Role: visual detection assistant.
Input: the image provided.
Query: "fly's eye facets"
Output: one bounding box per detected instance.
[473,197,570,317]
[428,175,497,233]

Job: Can you reproduce every line of the records above word for word, with nothing changed or left out?

Task output:
Role: visual detection assistant.
Input: the image provided.
Query: "fly's eye facets"
Output: one bounding box per detected instance.
[473,197,570,317]
[428,175,497,233]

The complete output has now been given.